Entries listed in a dataset
-*-

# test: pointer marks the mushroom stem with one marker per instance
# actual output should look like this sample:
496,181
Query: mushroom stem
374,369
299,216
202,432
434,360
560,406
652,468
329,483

-*-

_Objective_:
Print every entry above again, reproducing each line without any change.

_Exercise result_:
# test: pointer marks the mushroom stem with one marker per instance
# actual output should look like this sample:
496,181
Query: mushroom stem
374,369
299,216
202,432
434,360
560,406
652,468
329,483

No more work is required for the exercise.